--- begin ---

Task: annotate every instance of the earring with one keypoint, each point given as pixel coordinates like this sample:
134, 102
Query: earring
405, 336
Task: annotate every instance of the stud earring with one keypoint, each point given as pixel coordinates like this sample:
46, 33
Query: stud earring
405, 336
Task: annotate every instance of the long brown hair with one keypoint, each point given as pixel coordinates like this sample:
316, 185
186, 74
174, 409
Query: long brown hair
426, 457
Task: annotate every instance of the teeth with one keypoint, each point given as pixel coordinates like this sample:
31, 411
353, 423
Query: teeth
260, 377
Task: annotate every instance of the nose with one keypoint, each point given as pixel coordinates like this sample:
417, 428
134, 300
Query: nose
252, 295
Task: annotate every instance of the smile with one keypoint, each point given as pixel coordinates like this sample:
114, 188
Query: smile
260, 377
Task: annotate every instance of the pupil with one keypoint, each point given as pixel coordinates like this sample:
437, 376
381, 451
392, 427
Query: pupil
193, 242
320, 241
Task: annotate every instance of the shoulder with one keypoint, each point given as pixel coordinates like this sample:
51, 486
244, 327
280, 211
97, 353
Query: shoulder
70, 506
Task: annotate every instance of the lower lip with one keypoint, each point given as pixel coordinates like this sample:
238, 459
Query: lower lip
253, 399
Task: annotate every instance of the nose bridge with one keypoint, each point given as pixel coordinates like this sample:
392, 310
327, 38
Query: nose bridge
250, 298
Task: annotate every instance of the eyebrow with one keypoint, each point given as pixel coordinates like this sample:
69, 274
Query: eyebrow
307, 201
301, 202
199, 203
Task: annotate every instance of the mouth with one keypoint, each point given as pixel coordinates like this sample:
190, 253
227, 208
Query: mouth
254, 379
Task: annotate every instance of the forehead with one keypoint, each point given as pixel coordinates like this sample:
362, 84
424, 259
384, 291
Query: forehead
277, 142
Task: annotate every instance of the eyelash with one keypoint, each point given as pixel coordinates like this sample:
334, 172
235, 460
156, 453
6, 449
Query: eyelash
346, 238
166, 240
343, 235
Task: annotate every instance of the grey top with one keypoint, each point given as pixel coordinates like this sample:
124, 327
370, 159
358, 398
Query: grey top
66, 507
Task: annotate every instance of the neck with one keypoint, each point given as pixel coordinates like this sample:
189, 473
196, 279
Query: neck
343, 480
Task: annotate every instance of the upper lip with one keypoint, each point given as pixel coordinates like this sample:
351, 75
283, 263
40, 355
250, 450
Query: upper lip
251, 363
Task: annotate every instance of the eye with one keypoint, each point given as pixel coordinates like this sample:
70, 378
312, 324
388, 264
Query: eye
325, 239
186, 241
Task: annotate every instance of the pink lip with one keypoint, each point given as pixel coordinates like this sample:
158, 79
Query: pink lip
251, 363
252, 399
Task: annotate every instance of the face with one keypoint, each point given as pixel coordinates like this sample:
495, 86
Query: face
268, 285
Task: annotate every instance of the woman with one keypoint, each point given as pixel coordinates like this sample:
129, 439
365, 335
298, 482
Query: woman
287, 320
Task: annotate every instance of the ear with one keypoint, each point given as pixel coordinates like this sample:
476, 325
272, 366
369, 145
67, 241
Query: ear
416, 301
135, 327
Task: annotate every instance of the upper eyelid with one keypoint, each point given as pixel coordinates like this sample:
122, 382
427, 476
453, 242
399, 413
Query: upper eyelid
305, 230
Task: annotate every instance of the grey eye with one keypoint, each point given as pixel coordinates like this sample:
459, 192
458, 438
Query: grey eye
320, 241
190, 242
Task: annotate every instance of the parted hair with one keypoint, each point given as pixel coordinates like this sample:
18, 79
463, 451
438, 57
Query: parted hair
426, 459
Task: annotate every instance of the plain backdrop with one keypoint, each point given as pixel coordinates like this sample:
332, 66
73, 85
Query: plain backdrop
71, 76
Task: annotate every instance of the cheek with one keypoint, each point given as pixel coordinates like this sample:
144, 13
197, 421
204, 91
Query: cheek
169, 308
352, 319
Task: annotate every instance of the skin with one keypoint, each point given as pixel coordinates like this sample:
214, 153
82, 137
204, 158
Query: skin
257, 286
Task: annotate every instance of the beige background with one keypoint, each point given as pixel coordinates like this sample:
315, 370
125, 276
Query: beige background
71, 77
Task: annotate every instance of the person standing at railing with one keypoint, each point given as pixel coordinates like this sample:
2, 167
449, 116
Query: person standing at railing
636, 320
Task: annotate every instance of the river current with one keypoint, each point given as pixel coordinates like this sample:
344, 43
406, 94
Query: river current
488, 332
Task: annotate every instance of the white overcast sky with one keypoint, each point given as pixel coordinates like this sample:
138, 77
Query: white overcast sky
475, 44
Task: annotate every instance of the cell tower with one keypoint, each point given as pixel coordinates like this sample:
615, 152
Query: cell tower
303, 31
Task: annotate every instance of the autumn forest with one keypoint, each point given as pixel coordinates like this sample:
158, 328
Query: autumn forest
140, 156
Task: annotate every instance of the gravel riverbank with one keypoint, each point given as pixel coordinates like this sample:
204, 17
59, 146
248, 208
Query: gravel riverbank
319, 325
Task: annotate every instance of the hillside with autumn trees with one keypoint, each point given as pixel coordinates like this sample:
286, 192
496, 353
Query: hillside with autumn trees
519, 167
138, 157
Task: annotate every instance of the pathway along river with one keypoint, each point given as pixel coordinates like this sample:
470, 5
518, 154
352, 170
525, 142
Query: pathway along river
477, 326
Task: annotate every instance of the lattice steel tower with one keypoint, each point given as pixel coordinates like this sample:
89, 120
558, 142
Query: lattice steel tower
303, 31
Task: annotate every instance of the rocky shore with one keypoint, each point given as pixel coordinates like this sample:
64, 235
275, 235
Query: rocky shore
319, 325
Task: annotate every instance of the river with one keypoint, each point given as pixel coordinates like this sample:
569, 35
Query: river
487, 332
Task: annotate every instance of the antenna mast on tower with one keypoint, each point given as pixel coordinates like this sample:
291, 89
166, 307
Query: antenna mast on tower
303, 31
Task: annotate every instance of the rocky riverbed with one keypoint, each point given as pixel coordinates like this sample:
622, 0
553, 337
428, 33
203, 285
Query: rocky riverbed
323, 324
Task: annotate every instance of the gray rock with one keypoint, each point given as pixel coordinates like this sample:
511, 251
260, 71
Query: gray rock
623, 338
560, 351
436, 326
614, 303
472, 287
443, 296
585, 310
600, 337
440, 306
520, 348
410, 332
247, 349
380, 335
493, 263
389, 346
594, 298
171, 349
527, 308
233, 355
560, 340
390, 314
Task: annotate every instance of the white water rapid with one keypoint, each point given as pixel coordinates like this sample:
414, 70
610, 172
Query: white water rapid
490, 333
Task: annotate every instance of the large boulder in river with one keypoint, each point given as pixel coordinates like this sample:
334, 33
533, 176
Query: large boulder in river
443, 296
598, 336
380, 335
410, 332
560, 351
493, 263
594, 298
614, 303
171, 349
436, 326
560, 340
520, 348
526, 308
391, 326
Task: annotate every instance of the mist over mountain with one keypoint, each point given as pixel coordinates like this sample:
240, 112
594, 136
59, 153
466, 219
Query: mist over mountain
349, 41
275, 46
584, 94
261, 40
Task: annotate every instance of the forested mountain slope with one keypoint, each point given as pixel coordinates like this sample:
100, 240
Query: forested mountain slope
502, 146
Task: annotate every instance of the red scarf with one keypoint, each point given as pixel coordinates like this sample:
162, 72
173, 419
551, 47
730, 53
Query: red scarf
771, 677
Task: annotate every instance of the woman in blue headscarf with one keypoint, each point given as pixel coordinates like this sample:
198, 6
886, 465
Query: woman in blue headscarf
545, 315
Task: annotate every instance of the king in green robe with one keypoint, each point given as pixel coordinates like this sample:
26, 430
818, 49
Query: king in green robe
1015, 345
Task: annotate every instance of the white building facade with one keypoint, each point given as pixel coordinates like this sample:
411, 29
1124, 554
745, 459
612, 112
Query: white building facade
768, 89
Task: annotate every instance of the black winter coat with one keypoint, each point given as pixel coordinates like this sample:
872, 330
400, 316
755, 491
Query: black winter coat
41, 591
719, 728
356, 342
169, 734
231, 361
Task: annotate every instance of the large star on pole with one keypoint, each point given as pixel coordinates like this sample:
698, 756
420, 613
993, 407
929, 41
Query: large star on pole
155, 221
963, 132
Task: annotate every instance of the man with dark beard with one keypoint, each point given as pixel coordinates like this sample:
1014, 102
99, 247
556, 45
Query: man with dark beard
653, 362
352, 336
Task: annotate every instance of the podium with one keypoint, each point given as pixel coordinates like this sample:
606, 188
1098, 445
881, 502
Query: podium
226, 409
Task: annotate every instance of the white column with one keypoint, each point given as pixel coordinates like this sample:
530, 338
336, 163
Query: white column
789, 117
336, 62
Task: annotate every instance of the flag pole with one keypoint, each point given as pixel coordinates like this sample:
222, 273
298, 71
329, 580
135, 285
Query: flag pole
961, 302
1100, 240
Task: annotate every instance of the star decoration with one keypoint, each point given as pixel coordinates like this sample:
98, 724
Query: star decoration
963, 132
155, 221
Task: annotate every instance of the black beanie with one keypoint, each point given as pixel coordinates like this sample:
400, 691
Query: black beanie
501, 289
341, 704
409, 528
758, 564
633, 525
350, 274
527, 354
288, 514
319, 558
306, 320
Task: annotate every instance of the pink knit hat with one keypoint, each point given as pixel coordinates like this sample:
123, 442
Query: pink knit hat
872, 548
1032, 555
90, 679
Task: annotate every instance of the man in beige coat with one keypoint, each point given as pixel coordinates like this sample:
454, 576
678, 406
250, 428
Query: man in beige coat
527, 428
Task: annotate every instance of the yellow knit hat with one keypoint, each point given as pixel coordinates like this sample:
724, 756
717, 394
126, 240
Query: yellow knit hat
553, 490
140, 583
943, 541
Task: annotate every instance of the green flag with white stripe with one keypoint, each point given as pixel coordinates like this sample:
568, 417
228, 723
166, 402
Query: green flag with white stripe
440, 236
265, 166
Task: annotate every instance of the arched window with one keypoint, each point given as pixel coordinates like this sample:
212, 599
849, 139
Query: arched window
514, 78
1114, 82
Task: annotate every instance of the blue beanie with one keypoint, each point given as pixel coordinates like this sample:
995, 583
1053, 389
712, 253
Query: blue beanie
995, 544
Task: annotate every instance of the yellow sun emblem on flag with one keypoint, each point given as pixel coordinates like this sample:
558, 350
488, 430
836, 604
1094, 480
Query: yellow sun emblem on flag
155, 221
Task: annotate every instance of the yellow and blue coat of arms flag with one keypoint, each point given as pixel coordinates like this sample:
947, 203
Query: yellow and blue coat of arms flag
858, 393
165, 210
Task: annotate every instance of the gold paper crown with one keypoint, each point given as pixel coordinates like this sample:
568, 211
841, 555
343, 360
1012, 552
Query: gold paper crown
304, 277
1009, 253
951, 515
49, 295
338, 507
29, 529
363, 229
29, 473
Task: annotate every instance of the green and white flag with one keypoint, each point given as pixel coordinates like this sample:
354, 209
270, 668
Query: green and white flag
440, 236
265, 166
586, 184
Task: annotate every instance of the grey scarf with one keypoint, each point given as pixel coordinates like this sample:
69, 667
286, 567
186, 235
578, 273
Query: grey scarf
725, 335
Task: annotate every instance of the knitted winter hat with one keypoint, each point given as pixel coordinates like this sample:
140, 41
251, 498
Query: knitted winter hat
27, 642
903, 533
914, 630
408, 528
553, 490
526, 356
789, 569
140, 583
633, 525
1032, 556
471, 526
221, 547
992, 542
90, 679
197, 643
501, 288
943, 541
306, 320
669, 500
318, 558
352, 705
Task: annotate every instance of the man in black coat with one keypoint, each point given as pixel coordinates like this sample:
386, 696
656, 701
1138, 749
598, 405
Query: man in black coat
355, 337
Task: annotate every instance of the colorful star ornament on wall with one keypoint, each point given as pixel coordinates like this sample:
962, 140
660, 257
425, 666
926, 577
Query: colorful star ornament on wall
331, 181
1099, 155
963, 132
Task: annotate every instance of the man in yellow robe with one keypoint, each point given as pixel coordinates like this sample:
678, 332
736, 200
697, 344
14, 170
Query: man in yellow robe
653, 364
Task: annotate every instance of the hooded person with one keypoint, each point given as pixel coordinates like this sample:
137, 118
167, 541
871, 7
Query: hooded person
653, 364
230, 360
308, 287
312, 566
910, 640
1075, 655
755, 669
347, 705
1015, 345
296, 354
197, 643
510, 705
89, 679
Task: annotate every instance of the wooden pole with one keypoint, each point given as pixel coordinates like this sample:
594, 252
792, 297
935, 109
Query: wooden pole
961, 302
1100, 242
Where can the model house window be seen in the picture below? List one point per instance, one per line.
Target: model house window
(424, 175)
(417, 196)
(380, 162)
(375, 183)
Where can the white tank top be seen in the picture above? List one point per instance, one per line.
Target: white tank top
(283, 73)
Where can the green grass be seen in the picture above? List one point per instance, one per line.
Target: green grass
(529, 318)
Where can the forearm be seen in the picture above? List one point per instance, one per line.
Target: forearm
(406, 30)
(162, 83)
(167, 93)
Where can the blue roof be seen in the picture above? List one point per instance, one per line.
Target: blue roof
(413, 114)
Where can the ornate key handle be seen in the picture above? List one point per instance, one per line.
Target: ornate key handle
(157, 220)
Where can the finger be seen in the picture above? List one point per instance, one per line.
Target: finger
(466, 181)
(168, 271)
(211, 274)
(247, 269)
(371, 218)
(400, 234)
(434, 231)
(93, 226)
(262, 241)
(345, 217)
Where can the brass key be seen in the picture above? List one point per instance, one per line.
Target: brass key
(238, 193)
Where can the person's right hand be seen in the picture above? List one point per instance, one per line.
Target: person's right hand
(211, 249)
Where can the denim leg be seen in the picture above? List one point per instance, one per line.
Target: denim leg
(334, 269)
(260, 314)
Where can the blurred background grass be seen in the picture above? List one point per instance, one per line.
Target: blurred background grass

--- end ---

● WHAT YOU HAVE TO DO
What are the lines from the one with "Task: annotate every instance of the wooden" through the last line of the records above? Quote them exactly and add nothing.

● EXERCISE OUTPUT
Task: annotate every instance of the wooden pole with one keypoint, each point given as pixel coordinates like this sample:
594, 252
792, 297
935, 109
Query: wooden pole
961, 302
1100, 242
Where can the model house window be seen in the picture below? List one point per instance, one per line.
Target: model house window
(424, 175)
(417, 196)
(380, 162)
(375, 183)
Where can the white tank top be seen in the picture above? List one point per instance, one per line.
Target: white tank top
(283, 73)
Where can the green grass be seen in the picture above? List one point per instance, one per line.
Target: green grass
(529, 318)
Where can the forearm be seen in the picture above? List one point per instance, one per line.
Target: forearm
(406, 30)
(162, 83)
(167, 93)
Where can the blue roof be seen in the picture above? List one point per instance, one per line.
Target: blue roof
(413, 114)
Where can the ornate key handle be seen in the picture above? List one point per instance, one per line.
Target: ornate key handle
(157, 220)
Where can the finger be seen in the picture above? List one point per instance, one per line.
Target: finger
(466, 181)
(168, 271)
(211, 274)
(247, 269)
(371, 218)
(400, 234)
(434, 231)
(93, 226)
(262, 241)
(345, 217)
Where can the brass key be seen in the picture above? List one point per instance, one per line.
Target: brass key
(238, 193)
Where can the person's right hand be seen in the picture above? List one point per instance, one per line.
Target: person's right hand
(211, 249)
Where can the denim leg be seen in the picture above? List one point per instance, one per line.
Target: denim leg
(334, 269)
(260, 314)
Where can the blurred background grass be seen in the picture above? List one point per instance, one per line.
Target: blurred background grass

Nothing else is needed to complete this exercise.